**EXCERPTED TEXT:**
Tipe1 inhibits Gαs K48‐linked ubiquitination by USP5. A) Immunoblotting analysis of lysates from HEK293 cells silenced for USP5 but overexpressing Tipe1, followed by IP with anti‐Gαs, probed with anti‐Ub. B) MIN6 cells infected with Pultra‐NC or Pultra‐Tipe1 lentiviruses and silenced USP5 for 48 h, followed by Co‐IP with anti‐Gαs, and probed with anti‐K48‐Ub. C) HEK293T cells were transfected with HA‐tagged Tipe1, Flag‐tagged Gnas, HA‐tagged Ub, or HA‐tagged K48‐linked ubiquitin (K48‐Ub) for 48 h, then treated with USP5 inhibitor (WP1130, 10 µM) for 6 h, followed by IP with anti‐Flag, and probed with anti‐HA. D) HeLa cells were transfected with Flag‐tagged Gnas, GFP‐tagged Tipe1, and Myc‐tagged USP5 for 48 h, then subjected to IF staining with antibodies against Gαs‐Flag (azure) and USP5‐Myc (orange), Nuclei were stained with DAPI (blue). A confocal assay was performed. Scale bar, 10 µm. E) MIN6 cells were subjected to IF staining with antibodies against TIPE1 (green), Gαs (azure), and USP5 (orange), Nuclei were stained with DAPI (blue). A confocal assay was performed. Scale bar, 10 µm. F‐H) Co‐IP with anti‐IgG, anti‐Tipe1, anti‐Gαs, or anti‐USP5, probed with anti‐Gαs, USP5 and Tipe1 in MIN6 cells. I) MIN6 cells transfected with Tipe1 si‐RNA, followed by IP with anti‐IgG, anti‐Gαs, proved with anti‐USP5 and anti‐Gαs. J,K) HEK293 cells overexpressing Tipe1‐HA, Gnas‐Flag, and USP5‐Myc, followed by IP with anti‐Flag, proved with anti‐Flag and anti‐Myc. L) MIN6 cells were silenced Tipe1 for 24 h, then infected with either pLVX‐Con or pLVX‐USP5 for 48 h, followed by IP with anti‐Gαs, probed with anti‐Ub. M) MIN6 cells were silenced Tipe1 for 24 h, then infected with pLVX‐Con or pLVX‐USP5 for 48 h, and the protein levels of indicated genes were detected by Western blotting. N) HEK293 cells silenced for USP5 expression and transfected with Tipe1‐HA, Gnas‐Flag for 48 h, then treated with CHX (500 µg ml⁻¹) for the indicated time points. O) MIN6 cells silenced USP5 for 24 h, then infected with Ad‐Con or Ad‐Tipe1 for 48 h, the protein levels of indicated genes were detected by Western blotting.

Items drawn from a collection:
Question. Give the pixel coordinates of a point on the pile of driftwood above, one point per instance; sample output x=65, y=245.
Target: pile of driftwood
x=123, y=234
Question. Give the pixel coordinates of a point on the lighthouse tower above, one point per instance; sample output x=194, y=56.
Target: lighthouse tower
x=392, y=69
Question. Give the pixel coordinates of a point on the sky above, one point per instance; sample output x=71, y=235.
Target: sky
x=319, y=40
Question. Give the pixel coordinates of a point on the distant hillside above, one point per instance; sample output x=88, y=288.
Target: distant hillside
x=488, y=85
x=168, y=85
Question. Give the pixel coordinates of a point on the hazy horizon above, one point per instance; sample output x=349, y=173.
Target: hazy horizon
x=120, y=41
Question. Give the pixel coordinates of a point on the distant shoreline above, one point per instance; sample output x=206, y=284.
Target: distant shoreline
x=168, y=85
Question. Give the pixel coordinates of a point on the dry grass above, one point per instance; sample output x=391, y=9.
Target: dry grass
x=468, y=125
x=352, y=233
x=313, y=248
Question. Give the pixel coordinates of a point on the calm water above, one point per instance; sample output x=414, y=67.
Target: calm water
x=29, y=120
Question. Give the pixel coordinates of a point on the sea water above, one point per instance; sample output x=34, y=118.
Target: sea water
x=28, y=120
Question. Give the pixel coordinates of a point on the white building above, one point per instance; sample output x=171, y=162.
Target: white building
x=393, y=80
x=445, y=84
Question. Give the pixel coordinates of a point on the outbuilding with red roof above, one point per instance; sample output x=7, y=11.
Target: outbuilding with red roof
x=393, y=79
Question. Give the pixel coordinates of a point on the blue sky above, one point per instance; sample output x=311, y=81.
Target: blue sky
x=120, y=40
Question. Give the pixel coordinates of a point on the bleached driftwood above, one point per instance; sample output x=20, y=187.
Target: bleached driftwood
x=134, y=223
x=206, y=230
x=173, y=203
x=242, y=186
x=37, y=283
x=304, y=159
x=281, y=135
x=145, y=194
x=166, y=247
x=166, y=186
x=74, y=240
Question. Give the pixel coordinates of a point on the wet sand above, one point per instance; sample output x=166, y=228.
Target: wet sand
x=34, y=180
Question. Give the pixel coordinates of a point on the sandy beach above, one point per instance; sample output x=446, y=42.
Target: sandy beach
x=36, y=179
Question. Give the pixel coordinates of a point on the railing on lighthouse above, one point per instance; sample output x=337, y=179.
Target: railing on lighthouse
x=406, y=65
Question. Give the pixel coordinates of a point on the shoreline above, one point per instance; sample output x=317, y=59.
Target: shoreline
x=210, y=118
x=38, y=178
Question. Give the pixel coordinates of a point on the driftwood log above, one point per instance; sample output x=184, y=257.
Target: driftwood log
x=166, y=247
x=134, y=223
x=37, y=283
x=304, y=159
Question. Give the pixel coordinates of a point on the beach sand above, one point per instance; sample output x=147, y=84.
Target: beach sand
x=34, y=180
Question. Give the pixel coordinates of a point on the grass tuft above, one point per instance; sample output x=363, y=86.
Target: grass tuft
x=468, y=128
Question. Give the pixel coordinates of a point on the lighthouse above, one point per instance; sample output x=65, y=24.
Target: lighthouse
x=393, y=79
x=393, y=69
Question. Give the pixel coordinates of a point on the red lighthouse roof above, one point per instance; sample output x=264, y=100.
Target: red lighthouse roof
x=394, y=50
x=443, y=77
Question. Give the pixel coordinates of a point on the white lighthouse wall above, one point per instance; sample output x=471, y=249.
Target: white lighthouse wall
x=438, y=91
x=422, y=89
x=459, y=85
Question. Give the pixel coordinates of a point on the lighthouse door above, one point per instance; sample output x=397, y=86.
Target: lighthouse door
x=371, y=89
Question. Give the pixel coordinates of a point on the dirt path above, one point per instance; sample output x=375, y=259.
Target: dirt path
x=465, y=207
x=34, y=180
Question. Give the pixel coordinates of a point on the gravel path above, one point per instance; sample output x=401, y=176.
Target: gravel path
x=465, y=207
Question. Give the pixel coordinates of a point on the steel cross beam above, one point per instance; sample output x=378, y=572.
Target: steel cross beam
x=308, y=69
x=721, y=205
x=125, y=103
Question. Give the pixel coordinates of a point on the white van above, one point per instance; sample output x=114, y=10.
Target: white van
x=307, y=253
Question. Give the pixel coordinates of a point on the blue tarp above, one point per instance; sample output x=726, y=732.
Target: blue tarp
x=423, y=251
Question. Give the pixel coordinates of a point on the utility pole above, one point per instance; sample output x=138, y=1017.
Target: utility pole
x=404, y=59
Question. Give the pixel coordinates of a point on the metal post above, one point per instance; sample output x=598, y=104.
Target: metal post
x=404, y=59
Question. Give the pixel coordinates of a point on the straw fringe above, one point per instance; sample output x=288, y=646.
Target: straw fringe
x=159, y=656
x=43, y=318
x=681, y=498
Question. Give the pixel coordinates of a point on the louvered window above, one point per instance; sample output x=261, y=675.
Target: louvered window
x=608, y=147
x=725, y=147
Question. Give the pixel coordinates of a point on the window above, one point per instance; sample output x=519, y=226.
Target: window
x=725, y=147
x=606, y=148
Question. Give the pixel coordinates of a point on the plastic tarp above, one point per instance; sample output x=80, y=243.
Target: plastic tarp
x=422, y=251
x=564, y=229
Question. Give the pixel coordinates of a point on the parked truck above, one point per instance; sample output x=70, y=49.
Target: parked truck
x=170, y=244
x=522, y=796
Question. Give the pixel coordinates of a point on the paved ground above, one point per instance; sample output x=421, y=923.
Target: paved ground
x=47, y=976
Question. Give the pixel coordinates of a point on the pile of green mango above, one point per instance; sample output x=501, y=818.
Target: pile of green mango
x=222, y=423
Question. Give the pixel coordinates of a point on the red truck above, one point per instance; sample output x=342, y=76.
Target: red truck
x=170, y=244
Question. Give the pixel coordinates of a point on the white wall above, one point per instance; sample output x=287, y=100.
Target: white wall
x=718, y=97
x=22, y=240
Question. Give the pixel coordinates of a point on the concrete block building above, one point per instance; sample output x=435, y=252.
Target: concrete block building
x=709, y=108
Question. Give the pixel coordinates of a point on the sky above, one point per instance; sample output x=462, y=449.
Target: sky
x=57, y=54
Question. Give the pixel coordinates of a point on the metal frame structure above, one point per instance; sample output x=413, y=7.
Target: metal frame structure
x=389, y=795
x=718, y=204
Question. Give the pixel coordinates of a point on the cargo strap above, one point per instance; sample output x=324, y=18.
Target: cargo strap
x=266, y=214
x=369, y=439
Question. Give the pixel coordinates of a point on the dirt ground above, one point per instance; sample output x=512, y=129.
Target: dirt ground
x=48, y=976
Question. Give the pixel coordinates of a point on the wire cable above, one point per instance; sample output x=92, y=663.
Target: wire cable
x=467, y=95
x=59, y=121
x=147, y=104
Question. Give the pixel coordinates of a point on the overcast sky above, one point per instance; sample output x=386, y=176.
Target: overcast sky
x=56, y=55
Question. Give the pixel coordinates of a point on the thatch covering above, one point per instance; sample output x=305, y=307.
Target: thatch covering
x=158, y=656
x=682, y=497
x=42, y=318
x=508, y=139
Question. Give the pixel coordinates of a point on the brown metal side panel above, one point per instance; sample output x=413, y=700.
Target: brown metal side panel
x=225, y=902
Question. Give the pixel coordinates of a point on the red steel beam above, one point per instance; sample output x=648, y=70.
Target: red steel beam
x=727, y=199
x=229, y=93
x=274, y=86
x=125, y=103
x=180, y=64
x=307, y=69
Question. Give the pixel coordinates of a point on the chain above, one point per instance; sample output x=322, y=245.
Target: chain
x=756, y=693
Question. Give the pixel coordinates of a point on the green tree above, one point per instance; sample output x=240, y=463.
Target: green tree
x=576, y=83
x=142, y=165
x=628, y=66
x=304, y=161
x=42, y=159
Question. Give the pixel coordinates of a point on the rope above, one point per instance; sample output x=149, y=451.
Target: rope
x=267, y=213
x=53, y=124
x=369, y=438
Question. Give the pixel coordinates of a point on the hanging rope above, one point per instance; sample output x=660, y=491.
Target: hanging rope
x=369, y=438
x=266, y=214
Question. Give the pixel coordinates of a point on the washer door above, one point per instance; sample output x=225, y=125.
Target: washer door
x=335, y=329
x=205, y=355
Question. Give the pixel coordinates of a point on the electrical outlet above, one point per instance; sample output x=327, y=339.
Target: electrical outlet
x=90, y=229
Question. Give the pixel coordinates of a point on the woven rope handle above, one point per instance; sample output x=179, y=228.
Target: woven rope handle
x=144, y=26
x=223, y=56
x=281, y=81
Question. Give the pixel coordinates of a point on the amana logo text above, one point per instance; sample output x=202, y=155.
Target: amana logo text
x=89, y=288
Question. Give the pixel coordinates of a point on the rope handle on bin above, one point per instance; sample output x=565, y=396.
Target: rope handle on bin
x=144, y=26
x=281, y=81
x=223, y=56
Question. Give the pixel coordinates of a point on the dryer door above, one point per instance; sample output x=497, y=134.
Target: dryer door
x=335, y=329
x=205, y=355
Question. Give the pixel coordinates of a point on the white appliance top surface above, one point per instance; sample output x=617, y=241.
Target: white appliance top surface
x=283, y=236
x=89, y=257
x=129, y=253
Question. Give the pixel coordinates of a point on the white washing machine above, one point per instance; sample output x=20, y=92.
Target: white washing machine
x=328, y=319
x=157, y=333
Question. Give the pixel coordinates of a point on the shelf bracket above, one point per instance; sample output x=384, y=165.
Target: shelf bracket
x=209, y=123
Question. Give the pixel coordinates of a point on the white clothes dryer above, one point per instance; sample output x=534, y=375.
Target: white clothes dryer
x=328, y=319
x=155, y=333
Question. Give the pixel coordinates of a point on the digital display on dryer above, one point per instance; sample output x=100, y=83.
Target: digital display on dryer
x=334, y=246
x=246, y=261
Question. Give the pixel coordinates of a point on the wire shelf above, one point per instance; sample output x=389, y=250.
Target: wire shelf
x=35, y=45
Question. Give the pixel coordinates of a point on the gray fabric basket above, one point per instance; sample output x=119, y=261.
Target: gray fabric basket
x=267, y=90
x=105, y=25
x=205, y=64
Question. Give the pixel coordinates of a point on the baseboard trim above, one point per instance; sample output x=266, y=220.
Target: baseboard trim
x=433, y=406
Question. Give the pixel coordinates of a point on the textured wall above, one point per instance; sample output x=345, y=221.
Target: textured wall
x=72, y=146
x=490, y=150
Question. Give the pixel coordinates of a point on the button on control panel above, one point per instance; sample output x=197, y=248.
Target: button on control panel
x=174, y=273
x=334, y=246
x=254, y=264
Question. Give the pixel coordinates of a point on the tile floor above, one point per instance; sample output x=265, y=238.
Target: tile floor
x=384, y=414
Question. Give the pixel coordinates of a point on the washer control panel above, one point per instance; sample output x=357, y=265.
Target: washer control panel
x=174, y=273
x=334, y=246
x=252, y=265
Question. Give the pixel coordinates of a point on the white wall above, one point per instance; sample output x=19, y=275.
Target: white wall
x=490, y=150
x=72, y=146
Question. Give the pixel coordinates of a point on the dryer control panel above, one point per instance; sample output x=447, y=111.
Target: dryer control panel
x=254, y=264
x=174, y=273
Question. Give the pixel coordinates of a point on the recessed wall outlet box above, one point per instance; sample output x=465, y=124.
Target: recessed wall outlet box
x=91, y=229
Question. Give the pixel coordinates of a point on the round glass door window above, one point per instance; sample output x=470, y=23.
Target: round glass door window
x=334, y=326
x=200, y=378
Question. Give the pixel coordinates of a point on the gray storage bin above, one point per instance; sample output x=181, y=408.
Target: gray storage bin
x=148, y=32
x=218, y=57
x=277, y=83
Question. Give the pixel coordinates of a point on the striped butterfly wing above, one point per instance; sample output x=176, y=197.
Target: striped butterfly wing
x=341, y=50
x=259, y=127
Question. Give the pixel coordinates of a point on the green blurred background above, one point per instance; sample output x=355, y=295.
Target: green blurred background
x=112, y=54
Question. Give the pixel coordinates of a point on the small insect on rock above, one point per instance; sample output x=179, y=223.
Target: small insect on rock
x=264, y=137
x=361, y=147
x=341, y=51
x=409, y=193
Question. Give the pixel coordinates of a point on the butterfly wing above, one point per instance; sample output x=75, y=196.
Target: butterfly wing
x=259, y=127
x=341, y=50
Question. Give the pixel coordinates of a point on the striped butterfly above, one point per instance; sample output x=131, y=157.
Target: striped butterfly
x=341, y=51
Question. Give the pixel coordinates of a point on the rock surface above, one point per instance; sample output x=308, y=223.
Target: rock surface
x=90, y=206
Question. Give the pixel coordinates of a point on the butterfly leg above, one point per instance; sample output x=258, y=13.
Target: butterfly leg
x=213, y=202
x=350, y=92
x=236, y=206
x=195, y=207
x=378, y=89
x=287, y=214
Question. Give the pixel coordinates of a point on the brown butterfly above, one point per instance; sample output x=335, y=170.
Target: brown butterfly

**USING THE INFORMATION:**
**1.** Do these statements agree with the figure legend on Tipe1 and USP5? (a) In panel C, cells were treated with the USP5 inhibitor WP1130 at 10 µM for 6 h. (b) In panel D, nuclei were stained green. (c) In panel N, CHX was applied at 50 µg ml⁻¹. Answer yes or no for each, quoting the deciding words.
**2.** Write the next part of the figure legend on Tipe1 and USP5, starting after its final sentence.
These items were taken from a separate source.

**ANSWERS TO THE PROBLEMS:**
**1.**
(a) Yes: "treated with USP5 inhibitor (WP1130, 10 µM) for 6 h"
(b) No: "Nuclei were stained with DAPI (blue)"
(c) No: "treated with CHX (500 µg ml⁻¹)"

**2.**
Figure 6

Negative correlation of blood glucose level with Tipe1 and Gαs expression in human islet β cells. A) Representative images for multiplexed immunofluorescence staining (TIPE1, green; Insulin, orange; USP5, red; Gαs, purple) in pancreatic paracancerous tissues from pancreatic cancer patients with and without T2D. B) The MFI for the expression of Tipe1 in human islet β cells of paracancerous tissues from pancreatic cancer patients with and without T2D. (n/ND = 6, n/T2D = 7). C) The frequency for Gαs positive cells in Tipe1 negative or positive islet β cells in human islet β cells of paracancerous tissues from pancreatic cancer patients. (n/Islet = 36). D) The frequency for Gαs and Tipe1 double‐positive cells in human islet β cells of pancreatic tissue of paracancerous from pancreatic cancer patients with and without diabetes. (n/ND = 6, n/T2D = 7). E) The frequency for Gαs and USP5 double‐positive cells in Tipe1 negative or positive islet β cells of pancreatic paracancerous tissues from pancreatic cancer patients. (n/Islet = 36). F) Correlation of fasting blood glucose with the MFI of Tipe1 expression in islet β cells of pancreatic paracancerous tissues from pancreatic cancer patients with and without T2D. (n/Islet = 36). G) Correlation of fasting blood glucose with the frequency of Gαs and Tipe1 double‐positive cells in islet β cells of pancreatic paracancerous tissues from pancreatic cancer patients with and without T2D. (n/Islet = 36). H) A schematic illustration showing a plausible mechanism underlying Tipe1 orchestrating islet β cell insulin secretion and proliferation by promoting Gαs/cAMP signaling via USP5. Data are presented as the mean ± SEM. ^**p < 0.01, ^***p < 0.001 by Student's t‐test.